Excerpts of pointing data:
■ ■ ■ ■ ■ ■ ■

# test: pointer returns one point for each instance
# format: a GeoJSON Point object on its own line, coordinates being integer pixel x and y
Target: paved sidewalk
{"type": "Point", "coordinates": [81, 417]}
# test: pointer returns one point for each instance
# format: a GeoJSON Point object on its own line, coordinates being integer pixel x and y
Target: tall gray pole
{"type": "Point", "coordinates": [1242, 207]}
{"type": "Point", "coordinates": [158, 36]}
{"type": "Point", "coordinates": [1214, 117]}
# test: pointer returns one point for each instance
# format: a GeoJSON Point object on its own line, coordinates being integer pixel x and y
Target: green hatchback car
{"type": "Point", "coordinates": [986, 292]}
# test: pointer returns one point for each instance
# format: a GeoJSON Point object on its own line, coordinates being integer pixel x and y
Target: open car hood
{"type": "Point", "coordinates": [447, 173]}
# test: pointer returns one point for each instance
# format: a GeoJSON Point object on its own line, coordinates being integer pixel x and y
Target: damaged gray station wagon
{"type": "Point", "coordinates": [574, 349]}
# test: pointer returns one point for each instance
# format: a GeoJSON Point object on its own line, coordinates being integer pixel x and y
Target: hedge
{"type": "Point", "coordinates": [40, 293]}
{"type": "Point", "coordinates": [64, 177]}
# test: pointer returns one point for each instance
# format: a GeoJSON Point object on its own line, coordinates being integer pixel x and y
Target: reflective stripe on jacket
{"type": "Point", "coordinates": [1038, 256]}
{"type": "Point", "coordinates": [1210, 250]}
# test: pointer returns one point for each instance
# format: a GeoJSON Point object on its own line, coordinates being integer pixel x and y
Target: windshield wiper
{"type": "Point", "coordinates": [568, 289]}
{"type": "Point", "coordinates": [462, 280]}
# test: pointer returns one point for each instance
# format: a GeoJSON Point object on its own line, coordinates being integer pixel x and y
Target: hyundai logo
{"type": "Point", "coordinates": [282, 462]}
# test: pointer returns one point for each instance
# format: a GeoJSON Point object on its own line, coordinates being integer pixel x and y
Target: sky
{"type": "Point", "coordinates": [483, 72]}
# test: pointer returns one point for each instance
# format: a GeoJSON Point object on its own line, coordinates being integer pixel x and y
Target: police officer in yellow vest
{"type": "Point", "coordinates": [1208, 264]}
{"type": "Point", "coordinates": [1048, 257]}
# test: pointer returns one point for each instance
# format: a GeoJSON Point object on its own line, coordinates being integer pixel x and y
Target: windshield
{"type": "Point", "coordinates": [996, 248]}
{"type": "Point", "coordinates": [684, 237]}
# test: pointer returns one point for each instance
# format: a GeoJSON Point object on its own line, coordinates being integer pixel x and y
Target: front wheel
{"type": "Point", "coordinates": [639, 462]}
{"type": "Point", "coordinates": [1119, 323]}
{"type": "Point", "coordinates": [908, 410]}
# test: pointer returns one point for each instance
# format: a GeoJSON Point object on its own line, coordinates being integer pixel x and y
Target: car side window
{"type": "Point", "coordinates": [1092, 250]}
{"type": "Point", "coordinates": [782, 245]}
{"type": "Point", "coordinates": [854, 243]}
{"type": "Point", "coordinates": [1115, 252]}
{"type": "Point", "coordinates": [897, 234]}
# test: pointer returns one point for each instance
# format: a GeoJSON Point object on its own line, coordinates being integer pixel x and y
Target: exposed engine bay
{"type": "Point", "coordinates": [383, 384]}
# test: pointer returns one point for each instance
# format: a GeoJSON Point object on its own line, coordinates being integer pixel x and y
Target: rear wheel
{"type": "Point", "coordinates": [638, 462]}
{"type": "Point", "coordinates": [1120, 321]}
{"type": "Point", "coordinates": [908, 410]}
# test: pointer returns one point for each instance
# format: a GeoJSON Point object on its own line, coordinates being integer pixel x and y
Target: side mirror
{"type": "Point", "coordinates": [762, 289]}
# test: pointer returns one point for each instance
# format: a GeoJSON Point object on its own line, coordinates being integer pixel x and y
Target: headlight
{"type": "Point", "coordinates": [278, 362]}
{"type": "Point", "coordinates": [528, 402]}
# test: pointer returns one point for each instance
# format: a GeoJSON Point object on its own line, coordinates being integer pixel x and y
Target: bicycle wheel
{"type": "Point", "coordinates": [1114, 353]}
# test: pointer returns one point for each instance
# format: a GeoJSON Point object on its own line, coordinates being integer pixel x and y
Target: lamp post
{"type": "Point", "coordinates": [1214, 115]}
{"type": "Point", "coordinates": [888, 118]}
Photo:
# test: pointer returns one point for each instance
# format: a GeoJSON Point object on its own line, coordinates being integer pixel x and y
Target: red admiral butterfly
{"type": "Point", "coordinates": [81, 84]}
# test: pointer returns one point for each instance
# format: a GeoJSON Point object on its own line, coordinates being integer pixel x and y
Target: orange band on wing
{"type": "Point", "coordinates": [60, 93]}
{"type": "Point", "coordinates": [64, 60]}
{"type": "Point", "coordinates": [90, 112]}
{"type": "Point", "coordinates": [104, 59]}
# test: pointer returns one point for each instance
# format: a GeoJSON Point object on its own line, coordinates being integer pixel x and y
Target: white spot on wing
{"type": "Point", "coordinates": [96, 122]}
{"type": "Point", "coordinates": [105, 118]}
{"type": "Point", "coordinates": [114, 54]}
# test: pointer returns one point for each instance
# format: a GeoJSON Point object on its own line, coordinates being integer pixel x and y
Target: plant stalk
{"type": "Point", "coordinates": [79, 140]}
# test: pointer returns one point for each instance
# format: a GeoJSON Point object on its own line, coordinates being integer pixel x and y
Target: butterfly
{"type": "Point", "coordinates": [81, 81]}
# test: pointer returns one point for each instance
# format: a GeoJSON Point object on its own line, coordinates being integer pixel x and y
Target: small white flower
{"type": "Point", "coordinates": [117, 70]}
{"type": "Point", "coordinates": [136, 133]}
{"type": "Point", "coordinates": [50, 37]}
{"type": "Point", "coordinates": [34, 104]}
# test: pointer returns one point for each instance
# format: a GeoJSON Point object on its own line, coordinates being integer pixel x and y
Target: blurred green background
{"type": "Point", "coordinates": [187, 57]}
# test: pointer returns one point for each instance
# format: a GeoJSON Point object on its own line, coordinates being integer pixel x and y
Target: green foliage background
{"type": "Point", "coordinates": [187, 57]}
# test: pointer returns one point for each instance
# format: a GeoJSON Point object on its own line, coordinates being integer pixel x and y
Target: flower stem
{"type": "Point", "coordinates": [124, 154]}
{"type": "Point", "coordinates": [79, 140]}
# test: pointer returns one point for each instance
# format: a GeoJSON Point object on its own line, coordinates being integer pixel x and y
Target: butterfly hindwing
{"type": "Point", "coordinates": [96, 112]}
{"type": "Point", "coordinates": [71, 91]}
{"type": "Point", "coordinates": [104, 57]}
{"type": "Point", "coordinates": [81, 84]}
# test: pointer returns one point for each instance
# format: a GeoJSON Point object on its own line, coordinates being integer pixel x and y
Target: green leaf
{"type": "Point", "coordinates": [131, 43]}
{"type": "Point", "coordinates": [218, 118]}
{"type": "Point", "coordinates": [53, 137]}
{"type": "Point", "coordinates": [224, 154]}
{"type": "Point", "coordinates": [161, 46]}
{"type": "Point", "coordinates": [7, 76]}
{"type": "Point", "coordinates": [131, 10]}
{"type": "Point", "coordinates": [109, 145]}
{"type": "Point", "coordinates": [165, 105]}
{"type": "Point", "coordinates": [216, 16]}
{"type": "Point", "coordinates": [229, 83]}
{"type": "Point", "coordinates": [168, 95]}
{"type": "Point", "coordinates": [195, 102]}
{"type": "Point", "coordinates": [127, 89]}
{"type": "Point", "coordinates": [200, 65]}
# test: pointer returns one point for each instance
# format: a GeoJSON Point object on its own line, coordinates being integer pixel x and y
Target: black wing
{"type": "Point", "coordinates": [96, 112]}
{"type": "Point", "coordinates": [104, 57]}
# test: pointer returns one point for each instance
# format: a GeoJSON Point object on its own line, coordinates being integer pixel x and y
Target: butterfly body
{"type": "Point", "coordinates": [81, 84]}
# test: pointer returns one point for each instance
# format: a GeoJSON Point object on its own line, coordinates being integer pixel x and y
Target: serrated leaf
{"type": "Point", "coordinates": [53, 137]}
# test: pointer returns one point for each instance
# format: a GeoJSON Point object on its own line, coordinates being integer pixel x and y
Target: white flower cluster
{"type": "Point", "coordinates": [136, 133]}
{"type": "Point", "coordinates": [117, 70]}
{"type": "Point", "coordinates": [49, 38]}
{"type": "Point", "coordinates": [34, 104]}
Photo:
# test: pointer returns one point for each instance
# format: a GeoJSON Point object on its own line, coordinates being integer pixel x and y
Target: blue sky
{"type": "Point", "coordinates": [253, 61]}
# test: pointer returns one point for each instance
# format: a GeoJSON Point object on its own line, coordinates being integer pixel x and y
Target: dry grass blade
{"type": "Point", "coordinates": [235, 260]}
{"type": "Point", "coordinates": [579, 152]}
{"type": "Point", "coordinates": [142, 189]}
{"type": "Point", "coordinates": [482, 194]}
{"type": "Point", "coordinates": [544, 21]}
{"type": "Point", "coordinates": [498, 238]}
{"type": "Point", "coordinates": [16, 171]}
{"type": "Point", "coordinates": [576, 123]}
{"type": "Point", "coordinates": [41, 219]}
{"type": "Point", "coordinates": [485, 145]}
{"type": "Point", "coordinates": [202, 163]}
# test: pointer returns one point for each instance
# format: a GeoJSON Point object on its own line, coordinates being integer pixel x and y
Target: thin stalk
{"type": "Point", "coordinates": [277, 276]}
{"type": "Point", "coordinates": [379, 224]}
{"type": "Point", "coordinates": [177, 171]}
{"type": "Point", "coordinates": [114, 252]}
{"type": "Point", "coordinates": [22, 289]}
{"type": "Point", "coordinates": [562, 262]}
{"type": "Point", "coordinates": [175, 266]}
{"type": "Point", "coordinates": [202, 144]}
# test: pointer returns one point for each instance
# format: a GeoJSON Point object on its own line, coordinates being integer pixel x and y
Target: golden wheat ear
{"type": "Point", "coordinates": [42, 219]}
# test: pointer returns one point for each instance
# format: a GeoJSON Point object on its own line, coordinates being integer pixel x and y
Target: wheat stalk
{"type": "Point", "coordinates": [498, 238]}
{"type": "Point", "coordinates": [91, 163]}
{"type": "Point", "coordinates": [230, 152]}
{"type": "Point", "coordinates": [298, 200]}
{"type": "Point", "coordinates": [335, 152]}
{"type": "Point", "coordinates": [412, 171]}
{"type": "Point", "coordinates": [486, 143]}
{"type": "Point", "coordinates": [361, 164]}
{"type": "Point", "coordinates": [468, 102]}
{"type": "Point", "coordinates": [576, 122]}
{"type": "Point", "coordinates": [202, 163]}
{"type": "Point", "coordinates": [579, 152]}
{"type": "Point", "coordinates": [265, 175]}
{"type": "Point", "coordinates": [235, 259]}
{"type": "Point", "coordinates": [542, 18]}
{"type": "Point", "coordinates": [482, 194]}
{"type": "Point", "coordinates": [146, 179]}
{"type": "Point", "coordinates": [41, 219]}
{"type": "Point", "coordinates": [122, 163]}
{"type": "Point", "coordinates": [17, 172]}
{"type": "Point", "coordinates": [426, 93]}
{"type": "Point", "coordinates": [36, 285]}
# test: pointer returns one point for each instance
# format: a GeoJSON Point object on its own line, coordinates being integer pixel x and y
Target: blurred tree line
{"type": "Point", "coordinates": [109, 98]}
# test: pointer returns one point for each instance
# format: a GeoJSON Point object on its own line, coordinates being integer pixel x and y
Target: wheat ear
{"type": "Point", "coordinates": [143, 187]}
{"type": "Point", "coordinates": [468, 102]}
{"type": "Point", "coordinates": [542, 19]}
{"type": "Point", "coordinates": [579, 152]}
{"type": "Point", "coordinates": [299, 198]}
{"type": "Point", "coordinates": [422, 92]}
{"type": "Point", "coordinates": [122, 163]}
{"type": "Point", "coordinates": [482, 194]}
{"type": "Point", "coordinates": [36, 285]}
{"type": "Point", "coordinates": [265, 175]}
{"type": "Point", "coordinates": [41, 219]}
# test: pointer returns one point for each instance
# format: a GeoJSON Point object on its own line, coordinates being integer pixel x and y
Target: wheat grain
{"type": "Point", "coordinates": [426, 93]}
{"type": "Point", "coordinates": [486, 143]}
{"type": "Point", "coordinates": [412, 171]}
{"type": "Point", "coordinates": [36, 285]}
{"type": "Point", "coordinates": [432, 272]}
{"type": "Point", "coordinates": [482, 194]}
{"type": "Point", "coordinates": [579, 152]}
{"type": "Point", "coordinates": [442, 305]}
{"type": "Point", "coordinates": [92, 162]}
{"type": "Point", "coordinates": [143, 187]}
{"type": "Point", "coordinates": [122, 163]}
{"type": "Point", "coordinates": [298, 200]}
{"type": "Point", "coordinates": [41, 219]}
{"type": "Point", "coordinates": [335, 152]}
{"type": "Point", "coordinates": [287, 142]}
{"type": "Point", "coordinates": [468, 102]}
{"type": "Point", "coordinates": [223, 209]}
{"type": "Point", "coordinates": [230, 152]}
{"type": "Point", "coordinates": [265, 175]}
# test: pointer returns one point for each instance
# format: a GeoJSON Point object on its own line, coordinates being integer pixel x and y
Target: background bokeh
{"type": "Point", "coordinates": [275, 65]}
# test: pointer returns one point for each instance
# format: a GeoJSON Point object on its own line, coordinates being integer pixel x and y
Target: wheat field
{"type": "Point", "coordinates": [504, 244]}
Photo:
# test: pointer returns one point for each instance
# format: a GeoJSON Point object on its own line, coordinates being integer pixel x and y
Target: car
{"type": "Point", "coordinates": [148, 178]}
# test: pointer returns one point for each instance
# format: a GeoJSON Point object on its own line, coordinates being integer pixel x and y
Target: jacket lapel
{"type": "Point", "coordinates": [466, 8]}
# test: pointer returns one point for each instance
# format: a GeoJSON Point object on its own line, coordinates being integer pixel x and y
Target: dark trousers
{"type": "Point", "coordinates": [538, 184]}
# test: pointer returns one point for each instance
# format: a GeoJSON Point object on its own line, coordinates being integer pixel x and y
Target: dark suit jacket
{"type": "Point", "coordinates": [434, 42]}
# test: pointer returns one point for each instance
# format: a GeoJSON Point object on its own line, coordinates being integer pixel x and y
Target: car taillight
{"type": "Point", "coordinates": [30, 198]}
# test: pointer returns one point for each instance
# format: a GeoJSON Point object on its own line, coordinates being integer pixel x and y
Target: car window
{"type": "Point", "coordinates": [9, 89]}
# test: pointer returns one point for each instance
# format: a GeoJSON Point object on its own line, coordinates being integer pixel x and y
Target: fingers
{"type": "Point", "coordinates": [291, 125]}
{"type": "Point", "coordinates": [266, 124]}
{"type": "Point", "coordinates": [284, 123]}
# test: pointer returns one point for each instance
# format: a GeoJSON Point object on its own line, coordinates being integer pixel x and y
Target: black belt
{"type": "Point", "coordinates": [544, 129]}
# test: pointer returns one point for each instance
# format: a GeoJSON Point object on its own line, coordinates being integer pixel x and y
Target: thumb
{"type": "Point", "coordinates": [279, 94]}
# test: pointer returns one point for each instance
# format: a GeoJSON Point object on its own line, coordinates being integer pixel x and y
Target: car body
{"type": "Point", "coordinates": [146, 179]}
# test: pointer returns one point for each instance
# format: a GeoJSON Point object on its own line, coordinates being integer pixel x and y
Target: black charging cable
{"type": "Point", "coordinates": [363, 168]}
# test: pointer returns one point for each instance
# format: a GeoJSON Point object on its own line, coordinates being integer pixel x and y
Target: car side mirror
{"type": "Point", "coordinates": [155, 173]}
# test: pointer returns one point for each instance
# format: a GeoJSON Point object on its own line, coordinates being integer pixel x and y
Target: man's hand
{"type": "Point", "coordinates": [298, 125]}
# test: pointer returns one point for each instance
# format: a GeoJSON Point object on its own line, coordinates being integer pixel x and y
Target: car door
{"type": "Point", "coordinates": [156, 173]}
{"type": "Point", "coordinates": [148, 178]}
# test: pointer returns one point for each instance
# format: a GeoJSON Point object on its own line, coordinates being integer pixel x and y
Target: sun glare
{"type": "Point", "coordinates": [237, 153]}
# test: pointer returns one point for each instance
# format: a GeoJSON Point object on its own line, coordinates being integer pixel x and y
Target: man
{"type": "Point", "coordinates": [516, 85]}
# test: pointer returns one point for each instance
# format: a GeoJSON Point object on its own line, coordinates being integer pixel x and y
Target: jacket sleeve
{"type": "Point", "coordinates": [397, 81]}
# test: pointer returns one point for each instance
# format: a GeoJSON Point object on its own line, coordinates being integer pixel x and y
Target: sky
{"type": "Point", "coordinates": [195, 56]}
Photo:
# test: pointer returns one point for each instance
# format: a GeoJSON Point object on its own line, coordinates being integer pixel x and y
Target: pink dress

■ ■ ■ ■ ■ ■ ■

▶ **Objective**
Pick out every line in the listing above that contains the string "jacket", matching case exactly, and copy each one.

▶ **Output for this exercise**
Target: reflective stripe on jacket
Target: jacket lapel
Target: dark suit jacket
Target: jacket sleeve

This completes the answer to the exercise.